◆ Enunciado:
Retoma el comentario sobre la aparición del Resucitado a los discípulos y continúalo a partir de su última frase.

La puerta cerrada no es barrera para el cuerpo glorioso del Resucitado, que se pone en medio de ellos y les desea la paz. Por dos veces les saluda de este modo: "Paz a vosotros". El Señor resucitado es el que nos trae la verdadera paz, mucho mayor que la que puede dar el mundo, porque él ha vencido el pecado que divide y enfrenta, con su sacrificio en la cruz, y nos ha reconciliado con el Padre, de modo que ya no podemos temer el castigo.

Además de desearles la paz, les muestra sus manos y su costado. Dios ha querido que su Hijo, después de vencer la muerte, siga conservando en su cuerpo glorioso las llagas de la pasión, las de los clavos y la lanza. No es un fantasma, ni una alucinación o un engaño colectivo. Realmente ha salido vivo del sepulcro al tercer día y el que tienen ante ellos ahora es el mismo al que vieron clavado y maltratado.

El encuentro con Él les llena de gran alegría. Entonces sopla sobre ellos y les llena del Espíritu Santo; el aliento del Señor resucitado es el amor que le une al Padre Dios, es la misma tercera persona de la Santísima Trinidad.  El Espíritu es el gran regalo que da Dios en la Pascua; por eso la Pascua culmina con Pentecostés, con la venida del Espíritu de Dios sobre el colegio apostólico y el nacimiento de la Iglesia. Pero, como vemos en el relato evangélico de hoy, Pentecostés no es la primera vez que reciben el Espíritu.

Junto con el Espíritu, les da el poder de perdonar los pecados en su nombre. La Iglesia, porque Jesucristo así lo ha querido, tiene el poder de perdonar los pecados en su nombre con la fuerza del Espíritu. Cada vez que nos acercamos a la confesión, un sacerdote, sucesor de los apóstoles, nos perdona los pecados igual que si fuese Cristo el que lo hiciera.

◆ Listado del material:

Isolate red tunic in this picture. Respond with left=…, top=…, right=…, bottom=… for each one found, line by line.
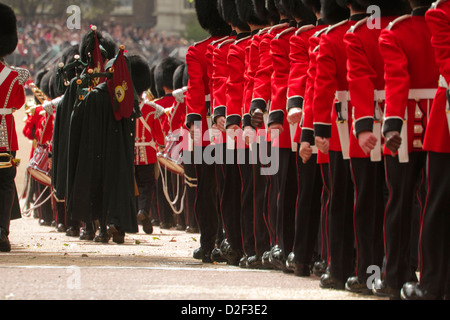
left=0, top=62, right=25, bottom=152
left=423, top=1, right=450, bottom=153
left=185, top=37, right=220, bottom=146
left=313, top=20, right=365, bottom=158
left=268, top=27, right=297, bottom=149
left=379, top=15, right=439, bottom=154
left=344, top=17, right=396, bottom=157
left=134, top=101, right=165, bottom=165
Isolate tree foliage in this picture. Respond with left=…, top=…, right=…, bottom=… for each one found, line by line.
left=3, top=0, right=119, bottom=21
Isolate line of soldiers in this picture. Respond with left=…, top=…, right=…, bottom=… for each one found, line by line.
left=186, top=0, right=450, bottom=299
left=0, top=0, right=450, bottom=299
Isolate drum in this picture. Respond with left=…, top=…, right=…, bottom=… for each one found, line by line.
left=27, top=144, right=52, bottom=187
left=158, top=133, right=184, bottom=176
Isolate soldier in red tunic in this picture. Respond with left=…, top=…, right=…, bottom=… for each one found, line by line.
left=373, top=1, right=439, bottom=299
left=183, top=0, right=231, bottom=262
left=313, top=1, right=366, bottom=290
left=129, top=56, right=164, bottom=234
left=0, top=3, right=29, bottom=252
left=344, top=0, right=407, bottom=294
left=286, top=0, right=332, bottom=277
left=401, top=0, right=450, bottom=300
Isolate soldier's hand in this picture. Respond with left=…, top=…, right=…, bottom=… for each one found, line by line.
left=299, top=142, right=312, bottom=163
left=287, top=108, right=302, bottom=125
left=315, top=137, right=330, bottom=154
left=251, top=110, right=264, bottom=128
left=216, top=116, right=227, bottom=132
left=244, top=126, right=256, bottom=146
left=385, top=131, right=402, bottom=156
left=358, top=131, right=378, bottom=154
left=189, top=124, right=202, bottom=143
left=268, top=122, right=284, bottom=139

◆ Respuesta del ejercicio:
Pero Tomás, uno de los Doce, no estaba con ellos y, por eso, no acepta el testimonio que los demás dan. No sólo se muestra como incrédulo, sino como desconfiado, el testimonio que la Iglesia le da para él no basta. Como tantos dicen hoy “Yo creo, pero a mi manera, no por lo que me diga la Iglesia”. Tomás quiere tocar, experimentar, comprobar por sí mismo.

El Señor es tan bueno y compresivo que, a los ocho días, de nuevo en domingo, vuelve para encontrarse con él y dejarle tocar sus llagas. El Señor le recrimina su incredulidad y Tomás ante eso sólo puede exclamar desde su corazón rendido “Señor mío y Dios mío”.
Podemos concluir diciendo, con el Papa Francisco, que el Resucitado trae tres dones que necesitaban entonces y que necesitamos ahora: la Paz, la Alegría y la Misión de reconciliar.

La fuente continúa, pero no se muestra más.